TRECHO DE ORIGEM -

Ataque contra frota é questionado por imprensa e membros do governo que foram excluídos de decisão

Egito abre passagem, e ativistas anunciam novo envio de ajuda, em atos que elevam clamor por fim de bloqueio


MARCELO NINIO
DE JERUSALÉM

Sob uma onda de condenação mundial pela ação naval que deixou nove ativistas mortos, o governo israelense também passou a ser alvo de uma bateria de ataques domésticos de grosso calibre.
Na imprensa as críticas se multiplicam contra a desastrada interceptação militar da frota de seis navios que tentava romper o bloqueio marítimo imposto por Israel e levar ajuda humanitária à faixa de Gaza.
Dois dias após o cerco à frota, algumas questões ainda intrigam os israelenses.
Entre elas, as principais são: por que Israel enviou um comando de elite, treinado para situações de guerra, para lidar com ativistas? Se havia indícios de sobra de que os tripulantes reagiriam com violência a qualquer abordagem, por que os soldados foram pegos de surpresa? Por que a ação se deu em águas internacionais?

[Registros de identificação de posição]
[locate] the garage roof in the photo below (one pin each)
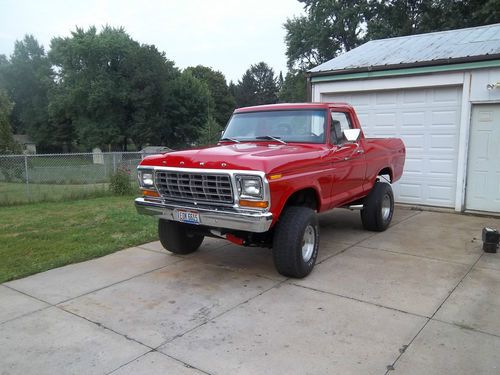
(444, 47)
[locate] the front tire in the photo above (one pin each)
(296, 242)
(177, 237)
(378, 208)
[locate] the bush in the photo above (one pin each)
(120, 182)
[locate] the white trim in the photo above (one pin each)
(463, 143)
(429, 80)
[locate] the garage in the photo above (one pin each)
(440, 93)
(428, 120)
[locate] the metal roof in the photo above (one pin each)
(453, 46)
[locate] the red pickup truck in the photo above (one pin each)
(274, 168)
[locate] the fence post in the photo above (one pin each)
(27, 177)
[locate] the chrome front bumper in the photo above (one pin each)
(226, 218)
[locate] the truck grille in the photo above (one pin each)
(195, 187)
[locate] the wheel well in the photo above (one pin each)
(305, 198)
(387, 172)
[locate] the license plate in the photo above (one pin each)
(190, 217)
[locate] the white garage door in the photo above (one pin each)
(427, 119)
(483, 173)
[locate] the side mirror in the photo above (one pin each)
(352, 135)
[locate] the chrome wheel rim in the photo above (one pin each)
(386, 207)
(308, 242)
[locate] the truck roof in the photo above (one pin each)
(289, 106)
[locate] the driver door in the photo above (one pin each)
(348, 166)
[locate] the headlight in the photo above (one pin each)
(146, 178)
(249, 187)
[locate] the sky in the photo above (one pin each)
(227, 35)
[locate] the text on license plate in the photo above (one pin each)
(190, 217)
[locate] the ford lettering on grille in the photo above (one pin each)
(195, 187)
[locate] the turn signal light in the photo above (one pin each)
(254, 204)
(150, 193)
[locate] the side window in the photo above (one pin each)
(340, 122)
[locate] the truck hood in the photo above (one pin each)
(258, 156)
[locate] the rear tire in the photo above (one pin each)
(177, 238)
(378, 208)
(296, 242)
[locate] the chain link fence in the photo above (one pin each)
(51, 177)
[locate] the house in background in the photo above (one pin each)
(440, 93)
(152, 150)
(28, 146)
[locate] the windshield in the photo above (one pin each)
(305, 126)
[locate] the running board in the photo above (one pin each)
(354, 207)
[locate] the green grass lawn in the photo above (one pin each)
(16, 193)
(41, 236)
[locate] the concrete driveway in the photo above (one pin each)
(420, 298)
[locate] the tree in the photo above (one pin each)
(257, 86)
(329, 28)
(28, 78)
(397, 17)
(223, 102)
(186, 111)
(293, 89)
(112, 89)
(7, 143)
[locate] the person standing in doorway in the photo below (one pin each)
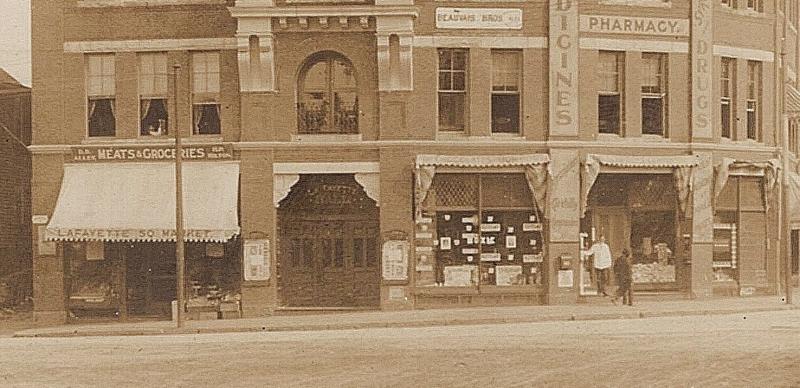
(602, 262)
(624, 278)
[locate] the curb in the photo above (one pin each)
(636, 314)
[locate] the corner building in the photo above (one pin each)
(398, 154)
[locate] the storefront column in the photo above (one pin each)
(259, 297)
(703, 228)
(564, 227)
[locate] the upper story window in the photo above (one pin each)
(654, 93)
(753, 100)
(610, 96)
(726, 80)
(100, 77)
(506, 75)
(328, 96)
(205, 93)
(452, 89)
(153, 94)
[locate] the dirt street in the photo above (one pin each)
(732, 350)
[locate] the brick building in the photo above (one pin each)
(397, 154)
(15, 170)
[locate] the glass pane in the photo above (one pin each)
(653, 116)
(505, 113)
(608, 114)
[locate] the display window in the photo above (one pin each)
(488, 231)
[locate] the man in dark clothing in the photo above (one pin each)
(624, 277)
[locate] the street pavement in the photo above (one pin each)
(594, 309)
(735, 350)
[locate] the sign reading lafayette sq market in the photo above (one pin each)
(634, 25)
(479, 18)
(145, 153)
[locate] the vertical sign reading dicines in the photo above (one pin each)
(563, 46)
(702, 61)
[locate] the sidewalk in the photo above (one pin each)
(593, 310)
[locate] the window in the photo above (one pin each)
(101, 91)
(328, 100)
(452, 89)
(753, 99)
(609, 99)
(726, 79)
(153, 94)
(506, 67)
(654, 92)
(205, 93)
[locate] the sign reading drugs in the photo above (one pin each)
(634, 25)
(563, 45)
(479, 18)
(143, 153)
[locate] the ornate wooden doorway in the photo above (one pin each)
(328, 230)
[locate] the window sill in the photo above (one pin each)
(638, 3)
(144, 3)
(326, 138)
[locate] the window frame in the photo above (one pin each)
(107, 84)
(205, 96)
(515, 72)
(660, 93)
(464, 93)
(619, 74)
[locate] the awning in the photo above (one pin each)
(534, 166)
(136, 202)
(770, 169)
(794, 198)
(681, 164)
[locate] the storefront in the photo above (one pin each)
(480, 229)
(114, 224)
(640, 204)
(744, 199)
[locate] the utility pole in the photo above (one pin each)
(179, 244)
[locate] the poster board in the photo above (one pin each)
(256, 260)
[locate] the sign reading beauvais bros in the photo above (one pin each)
(140, 153)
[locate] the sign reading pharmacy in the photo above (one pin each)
(479, 18)
(634, 25)
(144, 153)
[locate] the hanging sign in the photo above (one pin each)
(395, 260)
(256, 260)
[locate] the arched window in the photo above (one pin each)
(328, 95)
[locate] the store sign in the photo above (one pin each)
(702, 55)
(143, 153)
(479, 18)
(634, 25)
(395, 260)
(256, 260)
(563, 47)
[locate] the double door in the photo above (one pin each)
(329, 263)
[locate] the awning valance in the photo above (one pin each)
(769, 168)
(533, 165)
(136, 202)
(680, 164)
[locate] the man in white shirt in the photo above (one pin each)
(602, 262)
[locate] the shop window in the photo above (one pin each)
(452, 89)
(205, 94)
(101, 95)
(153, 94)
(506, 65)
(726, 80)
(753, 99)
(654, 93)
(328, 96)
(610, 96)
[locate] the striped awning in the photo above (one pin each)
(136, 202)
(482, 160)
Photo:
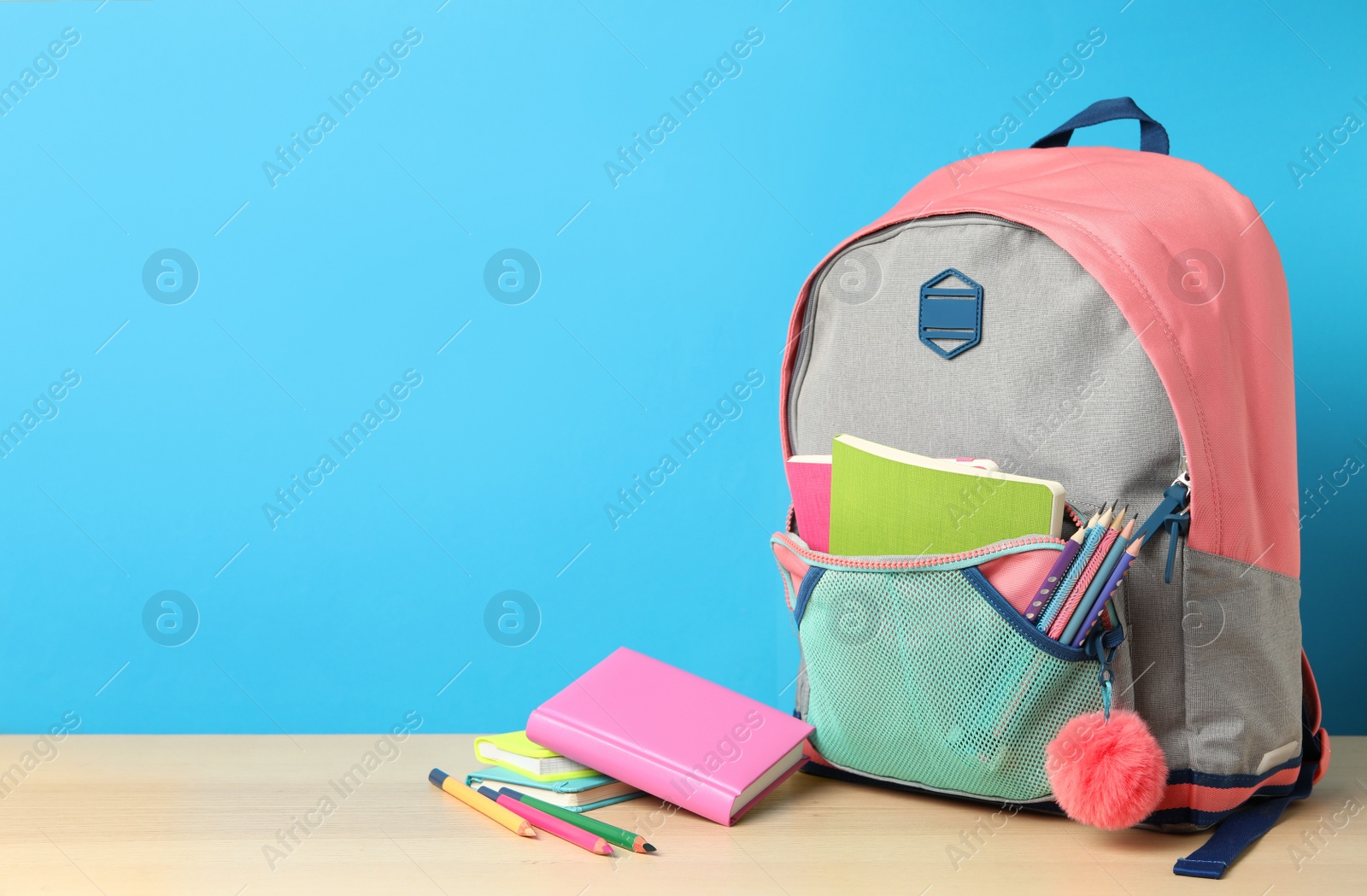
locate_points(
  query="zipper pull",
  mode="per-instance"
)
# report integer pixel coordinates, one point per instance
(1097, 649)
(1175, 514)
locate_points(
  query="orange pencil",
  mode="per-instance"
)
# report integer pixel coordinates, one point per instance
(498, 813)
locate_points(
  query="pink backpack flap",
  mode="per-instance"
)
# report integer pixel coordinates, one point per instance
(1127, 333)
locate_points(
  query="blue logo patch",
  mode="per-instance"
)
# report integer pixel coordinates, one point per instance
(950, 314)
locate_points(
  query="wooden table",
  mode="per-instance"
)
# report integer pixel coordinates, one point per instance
(197, 814)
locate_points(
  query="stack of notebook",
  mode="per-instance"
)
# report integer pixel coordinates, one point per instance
(868, 499)
(544, 773)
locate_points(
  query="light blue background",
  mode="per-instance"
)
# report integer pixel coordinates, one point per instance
(656, 296)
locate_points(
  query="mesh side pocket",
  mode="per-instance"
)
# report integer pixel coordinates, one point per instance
(916, 676)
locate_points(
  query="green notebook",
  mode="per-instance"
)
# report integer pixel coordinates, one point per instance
(889, 501)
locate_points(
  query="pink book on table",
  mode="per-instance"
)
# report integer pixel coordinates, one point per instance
(672, 734)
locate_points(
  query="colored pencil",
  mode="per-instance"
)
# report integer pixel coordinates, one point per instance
(614, 835)
(1084, 581)
(492, 811)
(550, 824)
(1095, 531)
(1094, 590)
(1054, 576)
(1107, 592)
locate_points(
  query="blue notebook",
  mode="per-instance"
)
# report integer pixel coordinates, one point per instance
(576, 794)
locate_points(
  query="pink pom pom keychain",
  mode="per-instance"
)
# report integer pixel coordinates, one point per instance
(1106, 768)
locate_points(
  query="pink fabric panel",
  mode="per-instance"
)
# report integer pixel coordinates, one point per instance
(792, 565)
(1225, 364)
(1018, 576)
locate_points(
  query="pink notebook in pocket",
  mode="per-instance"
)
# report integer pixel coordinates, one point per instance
(672, 734)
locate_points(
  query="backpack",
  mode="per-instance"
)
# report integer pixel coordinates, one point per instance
(1116, 321)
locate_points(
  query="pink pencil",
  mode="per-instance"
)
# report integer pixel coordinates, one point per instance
(550, 824)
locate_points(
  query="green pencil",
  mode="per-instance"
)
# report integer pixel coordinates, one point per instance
(614, 835)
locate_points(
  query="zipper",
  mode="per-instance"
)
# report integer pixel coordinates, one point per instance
(916, 563)
(1175, 514)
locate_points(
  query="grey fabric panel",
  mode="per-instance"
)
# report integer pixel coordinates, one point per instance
(1243, 663)
(1059, 388)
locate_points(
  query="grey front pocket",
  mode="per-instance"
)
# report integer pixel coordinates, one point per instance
(1241, 647)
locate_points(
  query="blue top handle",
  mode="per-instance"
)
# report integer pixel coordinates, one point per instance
(1153, 137)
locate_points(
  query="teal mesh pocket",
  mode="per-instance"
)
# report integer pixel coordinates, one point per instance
(918, 676)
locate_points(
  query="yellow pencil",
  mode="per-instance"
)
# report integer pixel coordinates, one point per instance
(484, 806)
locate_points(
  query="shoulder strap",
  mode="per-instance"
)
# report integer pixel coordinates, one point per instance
(1241, 829)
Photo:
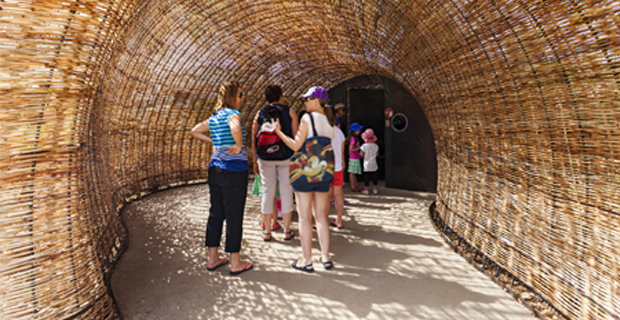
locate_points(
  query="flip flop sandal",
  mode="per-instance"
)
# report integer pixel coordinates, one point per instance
(266, 236)
(248, 266)
(333, 223)
(328, 265)
(222, 262)
(307, 268)
(289, 235)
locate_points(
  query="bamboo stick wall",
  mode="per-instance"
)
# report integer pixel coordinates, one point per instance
(97, 98)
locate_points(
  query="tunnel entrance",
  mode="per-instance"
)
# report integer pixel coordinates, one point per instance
(407, 157)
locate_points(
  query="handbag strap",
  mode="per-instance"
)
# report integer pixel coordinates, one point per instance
(312, 121)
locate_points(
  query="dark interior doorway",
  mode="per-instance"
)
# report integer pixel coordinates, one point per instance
(366, 108)
(408, 159)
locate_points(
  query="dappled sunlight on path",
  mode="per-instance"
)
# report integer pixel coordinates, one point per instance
(390, 264)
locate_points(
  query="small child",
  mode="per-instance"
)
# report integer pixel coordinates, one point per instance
(370, 152)
(257, 190)
(354, 143)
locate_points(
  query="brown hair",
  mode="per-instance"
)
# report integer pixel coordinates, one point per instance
(226, 98)
(328, 112)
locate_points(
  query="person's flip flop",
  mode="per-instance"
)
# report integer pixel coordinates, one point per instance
(248, 266)
(307, 268)
(289, 235)
(328, 265)
(266, 236)
(333, 223)
(223, 262)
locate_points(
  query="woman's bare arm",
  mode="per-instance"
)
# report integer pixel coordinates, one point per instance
(235, 128)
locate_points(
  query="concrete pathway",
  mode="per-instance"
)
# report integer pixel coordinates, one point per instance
(390, 264)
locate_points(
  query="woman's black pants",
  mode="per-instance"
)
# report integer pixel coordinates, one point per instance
(228, 191)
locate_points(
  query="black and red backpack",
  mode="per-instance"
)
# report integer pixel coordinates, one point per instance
(268, 145)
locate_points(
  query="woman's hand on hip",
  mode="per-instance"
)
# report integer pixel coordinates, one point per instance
(234, 149)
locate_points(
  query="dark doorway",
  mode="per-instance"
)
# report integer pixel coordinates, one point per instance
(366, 108)
(407, 152)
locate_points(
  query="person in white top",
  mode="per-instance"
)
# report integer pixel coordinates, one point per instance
(318, 197)
(370, 151)
(338, 183)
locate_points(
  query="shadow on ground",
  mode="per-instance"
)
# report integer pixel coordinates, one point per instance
(390, 264)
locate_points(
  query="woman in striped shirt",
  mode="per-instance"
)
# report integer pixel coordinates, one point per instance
(228, 177)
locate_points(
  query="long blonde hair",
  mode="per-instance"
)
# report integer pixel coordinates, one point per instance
(226, 97)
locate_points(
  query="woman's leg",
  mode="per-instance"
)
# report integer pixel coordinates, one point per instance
(268, 181)
(353, 180)
(235, 192)
(321, 205)
(286, 195)
(216, 211)
(339, 200)
(304, 208)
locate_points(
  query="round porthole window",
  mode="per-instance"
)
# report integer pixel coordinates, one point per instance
(399, 122)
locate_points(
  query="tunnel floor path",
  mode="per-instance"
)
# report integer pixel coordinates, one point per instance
(390, 264)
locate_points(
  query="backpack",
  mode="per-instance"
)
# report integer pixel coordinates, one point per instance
(313, 164)
(268, 145)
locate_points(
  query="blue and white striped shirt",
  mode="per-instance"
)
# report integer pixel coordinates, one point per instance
(222, 139)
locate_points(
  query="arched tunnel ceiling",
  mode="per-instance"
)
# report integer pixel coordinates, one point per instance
(98, 98)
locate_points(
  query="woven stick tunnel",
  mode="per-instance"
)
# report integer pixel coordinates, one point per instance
(97, 99)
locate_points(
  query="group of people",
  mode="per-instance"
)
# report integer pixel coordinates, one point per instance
(228, 173)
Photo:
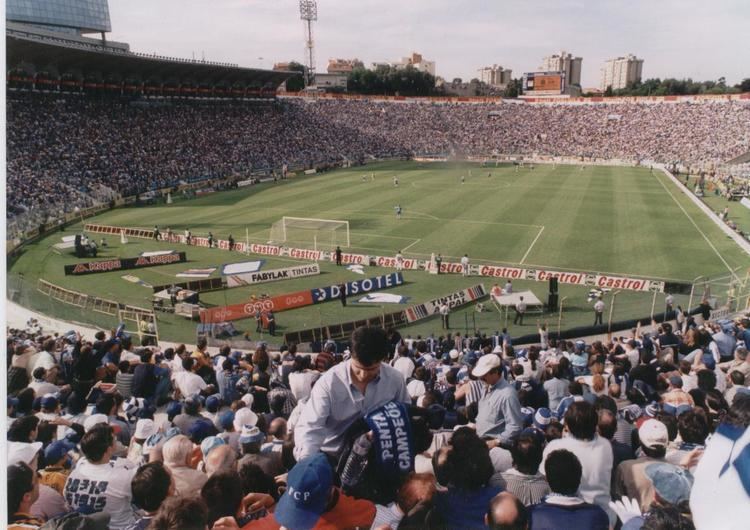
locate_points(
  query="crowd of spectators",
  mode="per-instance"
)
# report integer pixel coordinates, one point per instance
(646, 431)
(70, 151)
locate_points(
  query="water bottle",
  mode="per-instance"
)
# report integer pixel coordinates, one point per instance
(356, 462)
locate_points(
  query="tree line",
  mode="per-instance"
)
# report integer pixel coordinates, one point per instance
(679, 87)
(388, 80)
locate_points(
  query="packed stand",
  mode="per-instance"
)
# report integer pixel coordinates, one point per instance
(648, 431)
(68, 152)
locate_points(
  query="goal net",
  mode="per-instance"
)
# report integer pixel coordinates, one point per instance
(318, 234)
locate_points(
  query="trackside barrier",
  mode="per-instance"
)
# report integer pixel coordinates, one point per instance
(344, 330)
(124, 312)
(630, 283)
(199, 286)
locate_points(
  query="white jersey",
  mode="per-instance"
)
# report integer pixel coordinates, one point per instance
(92, 488)
(189, 383)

EXERCÍCIOS -
1. Na reportagem sobre o ataque à frota, quantos navios formavam a frota que tentava chegar a Gaza?
2. Dê seguimento à reportagem sobre o ataque à frota, começando logo depois da última frase.
Você não vai precisar do material para fazer as tarefas.

RESPOSTAS -
1. Seis navios.

2.
"Uma pequena organização turca imbuída de fanatismo religioso e hostilidade ante Israel recrutou centenas de defensores de paz e justiça e conduziu Israel a uma armadilha", escreveu o aclamado autor David Grossman.

TV
As cenas de soldados descendo de helicópteros no navio Mari Marmara no meio de dezenas de manifestantes, que imediatamente começam a agredi-los com porretes, são exibidas repetidamente nas TVs israelenses. O Exército tenta usá-las como prova de que não havia alternativa senão abrir fogo para evitar linchamentos.
Mas muitos especialistas militares viram nas imagens só uma evidência do despreparo das tropas envolvidas.
"Era para ser uma operação muito simples, em que o Exército tem total controle da comunicação dos navios e capacidade de saber qual seria a reação dos ativistas", diz o general da reserva Daniel Rothschild.
O premiê Binyamin Netanyahu, que estava no Canadá quando ocorreu o incidente, cancelou o encontro que teria com o presidente dos EUA, Barack Obama, e antecipou sua volta a Israel. Numa reunião extraordinária do gabinete, ele disse que não cederá à pressão para aliviar o bloqueio a Gaza.
"É verdade que há pressão internacional e críticas a essa política, mas o mundo precisa entender que é crucial preservar a segurança de Israel e seu direito de defesa", disse.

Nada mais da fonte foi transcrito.